# [Extracted information]
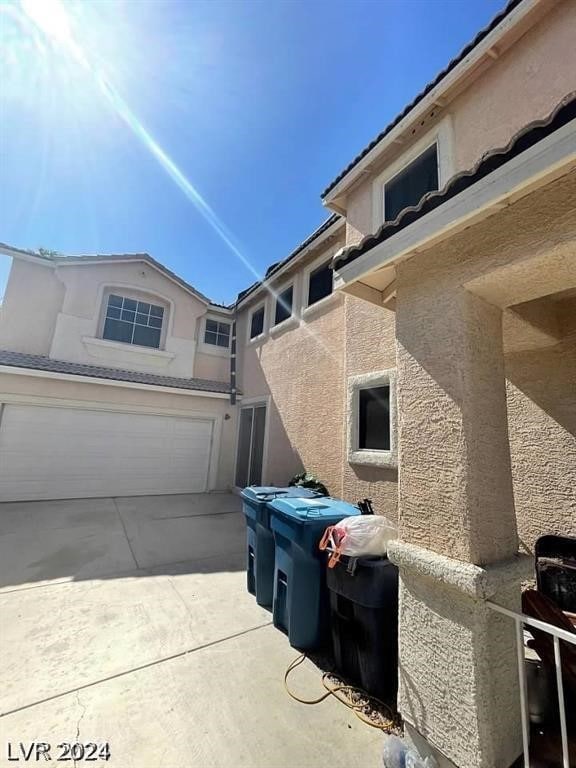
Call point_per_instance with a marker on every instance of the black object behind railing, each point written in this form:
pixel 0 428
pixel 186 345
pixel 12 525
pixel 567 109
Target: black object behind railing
pixel 556 570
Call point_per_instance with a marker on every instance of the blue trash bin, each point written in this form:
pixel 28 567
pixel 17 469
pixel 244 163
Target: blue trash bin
pixel 300 599
pixel 259 538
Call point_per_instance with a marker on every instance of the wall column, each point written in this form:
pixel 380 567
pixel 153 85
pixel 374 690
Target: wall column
pixel 458 541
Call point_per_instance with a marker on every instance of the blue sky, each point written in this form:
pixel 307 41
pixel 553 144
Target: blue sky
pixel 258 104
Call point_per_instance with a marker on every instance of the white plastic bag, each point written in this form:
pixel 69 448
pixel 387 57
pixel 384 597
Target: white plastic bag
pixel 359 536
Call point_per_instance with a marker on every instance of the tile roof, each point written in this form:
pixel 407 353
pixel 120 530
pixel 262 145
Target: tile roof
pixel 531 134
pixel 440 76
pixel 58 259
pixel 279 264
pixel 42 363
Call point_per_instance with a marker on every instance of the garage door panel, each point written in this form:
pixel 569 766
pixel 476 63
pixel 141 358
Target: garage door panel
pixel 72 452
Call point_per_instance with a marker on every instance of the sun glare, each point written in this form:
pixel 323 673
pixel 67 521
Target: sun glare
pixel 52 20
pixel 50 17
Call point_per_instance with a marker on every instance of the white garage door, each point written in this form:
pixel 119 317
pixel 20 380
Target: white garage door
pixel 59 453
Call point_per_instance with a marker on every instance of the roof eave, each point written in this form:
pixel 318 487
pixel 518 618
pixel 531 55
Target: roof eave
pixel 553 157
pixel 524 15
pixel 290 261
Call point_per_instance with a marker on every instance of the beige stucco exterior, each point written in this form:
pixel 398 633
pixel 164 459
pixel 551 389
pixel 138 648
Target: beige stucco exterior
pixel 525 83
pixel 66 323
pixel 299 371
pixel 481 340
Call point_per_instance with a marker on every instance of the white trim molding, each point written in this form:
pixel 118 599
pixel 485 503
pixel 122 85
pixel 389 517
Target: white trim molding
pixel 127 354
pixel 549 159
pixel 374 458
pixel 501 37
pixel 109 382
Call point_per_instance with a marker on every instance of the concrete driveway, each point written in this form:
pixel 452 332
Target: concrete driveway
pixel 127 622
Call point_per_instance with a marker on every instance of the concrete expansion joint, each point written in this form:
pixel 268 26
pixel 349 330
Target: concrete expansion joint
pixel 478 582
pixel 83 708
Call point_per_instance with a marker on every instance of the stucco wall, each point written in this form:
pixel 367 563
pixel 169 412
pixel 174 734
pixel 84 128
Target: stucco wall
pixel 525 83
pixel 33 298
pixel 212 367
pixel 301 370
pixel 304 370
pixel 82 312
pixel 58 311
pixel 542 426
pixel 40 389
pixel 541 397
pixel 370 347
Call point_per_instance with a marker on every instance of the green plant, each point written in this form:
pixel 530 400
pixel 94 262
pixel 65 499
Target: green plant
pixel 307 480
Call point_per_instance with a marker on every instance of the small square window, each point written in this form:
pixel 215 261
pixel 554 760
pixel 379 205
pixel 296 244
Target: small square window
pixel 410 185
pixel 374 419
pixel 319 283
pixel 257 323
pixel 284 305
pixel 371 422
pixel 217 333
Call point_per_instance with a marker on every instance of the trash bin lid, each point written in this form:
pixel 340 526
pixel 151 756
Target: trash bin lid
pixel 268 492
pixel 326 509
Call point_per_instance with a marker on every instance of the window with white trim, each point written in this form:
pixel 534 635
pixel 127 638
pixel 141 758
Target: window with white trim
pixel 284 303
pixel 257 322
pixel 409 185
pixel 319 283
pixel 372 419
pixel 217 333
pixel 132 321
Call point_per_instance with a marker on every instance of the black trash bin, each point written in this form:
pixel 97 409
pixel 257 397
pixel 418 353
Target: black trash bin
pixel 364 623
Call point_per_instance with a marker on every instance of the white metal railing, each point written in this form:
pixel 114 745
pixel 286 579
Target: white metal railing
pixel 558 634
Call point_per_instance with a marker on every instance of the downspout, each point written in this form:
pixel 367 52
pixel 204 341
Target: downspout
pixel 233 365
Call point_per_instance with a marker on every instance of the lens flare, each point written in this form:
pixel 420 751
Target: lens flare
pixel 51 18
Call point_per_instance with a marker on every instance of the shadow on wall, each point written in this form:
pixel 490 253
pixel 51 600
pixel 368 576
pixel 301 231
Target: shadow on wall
pixel 542 427
pixel 109 538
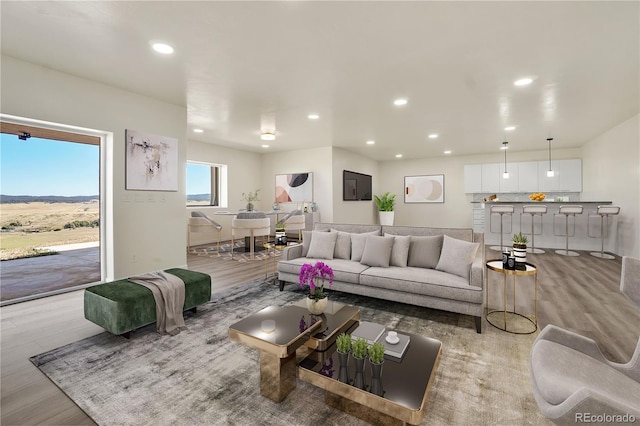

# [Goal]
Retype all of the data above exactly, line for line, and leave out the pictures.

# [Written response]
Call point_per_instance with a marker on every instance of the black object behind railing, each point written in this form:
pixel 0 428
pixel 186 345
pixel 12 525
pixel 567 109
Target: black object behind railing
pixel 556 570
Call point_per_instance with a marker on every instance of the blue trash bin, each point written in this form:
pixel 28 567
pixel 17 469
pixel 244 163
Target: blue trash bin
pixel 300 599
pixel 259 538
Call point_per_instance with a marker on every instance of the wall column, each point written in this form:
pixel 380 567
pixel 153 85
pixel 374 690
Target: wall column
pixel 458 541
Call point_per_instance with a marker on every instance of the blue sky, each point written in this form:
pixel 307 41
pixel 553 144
Target: blue sky
pixel 258 104
Call point_per_instance with a marker on every instance of the white plastic bag, each point written in this form:
pixel 69 448
pixel 387 57
pixel 384 597
Target: white plastic bag
pixel 359 536
Call point_per_instance with a marker on every instance of the tile roof, each point written in this form:
pixel 407 353
pixel 120 530
pixel 262 145
Target: tile roof
pixel 531 134
pixel 440 76
pixel 58 259
pixel 279 264
pixel 42 363
Call point_per_instance with a marker on every instance of the garage door panel, each point written in this form:
pixel 569 766
pixel 476 63
pixel 141 358
Target: garage door panel
pixel 72 452
Call point_per_instance with a marker on every instance of the sun glare, each point written in this form:
pixel 323 673
pixel 67 521
Target: sun glare
pixel 52 20
pixel 50 17
Call point_per_instance with a marker on every instance of the white garage door, each point written in this form:
pixel 119 317
pixel 20 380
Target: white garage door
pixel 59 453
Call point_per_instance with a marker on every instance of the roof eave, each point written in this form:
pixel 318 487
pixel 518 618
pixel 531 55
Target: roof eave
pixel 553 157
pixel 524 15
pixel 290 261
Call point_per_instance with a marker on every instance of the beige stucco exterior, each point written in this form:
pixel 398 633
pixel 164 459
pixel 551 389
pixel 138 648
Target: beige stucco exterior
pixel 525 83
pixel 66 323
pixel 299 371
pixel 481 340
Call point_per_instance with a marker on every instance of the white trim molding, each point written in this form:
pixel 118 599
pixel 485 503
pixel 122 85
pixel 389 517
Target: white trim molding
pixel 127 354
pixel 549 159
pixel 374 458
pixel 501 37
pixel 109 382
Call point_per_instance with a marker on every instance of the concrete driveway, each point written in this form:
pixel 452 332
Target: concrete driveway
pixel 127 622
Call point_per_instance with a marker on every instance of the concrete expansion joint, each point written in this form:
pixel 268 26
pixel 349 330
Target: concrete expansion joint
pixel 478 582
pixel 83 708
Call point_per_instance with a marker on every instance of the stucco wall, each point written in this form:
pixel 367 563
pixel 169 412
pixel 174 734
pixel 84 128
Target: stucco wall
pixel 525 83
pixel 33 298
pixel 212 367
pixel 301 370
pixel 304 370
pixel 82 312
pixel 58 311
pixel 542 426
pixel 40 389
pixel 541 397
pixel 370 347
Call point_per_instance with a marker on every instance of the green plant, each point written in this form:
pixel 530 400
pixel 94 262
pixel 65 499
Target: green plant
pixel 307 480
Call point_per_instance with a marker on every instance of the small square window, each point written in this form:
pixel 215 261
pixel 554 760
pixel 379 205
pixel 296 244
Target: small square window
pixel 410 185
pixel 374 419
pixel 319 283
pixel 257 323
pixel 284 305
pixel 371 422
pixel 217 333
Call point_per_instance with a marker on every instance of the trash bin lid, each point written in this form:
pixel 340 526
pixel 151 756
Target: trash bin lid
pixel 268 492
pixel 326 509
Call point_per_instance with a marker on every instance of the window with white trim, each point written in this form:
pixel 534 635
pixel 127 638
pixel 141 758
Target: window with white trim
pixel 284 303
pixel 257 322
pixel 409 185
pixel 319 283
pixel 372 419
pixel 217 333
pixel 132 321
Call point_per_instance with a marker on every instance of the black trash bin, each point written in this form:
pixel 97 409
pixel 257 397
pixel 418 353
Target: black trash bin
pixel 364 623
Call point_per_instance with a marker on every instance of the white metal railing, each point written in this form:
pixel 114 745
pixel 286 579
Target: white metal railing
pixel 558 634
Call point_per_instance with a marker on every instance of the downspout, each point written in this form:
pixel 367 52
pixel 204 341
Target: downspout
pixel 233 365
Call point_per_instance with a marker on every instance of the lens flare, each point written in this form:
pixel 420 751
Target: lens flare
pixel 51 18
Call point_per_instance with a marker on every instance of the shadow on wall, each point written in this form:
pixel 490 253
pixel 51 600
pixel 368 576
pixel 301 231
Target: shadow on wall
pixel 542 427
pixel 109 538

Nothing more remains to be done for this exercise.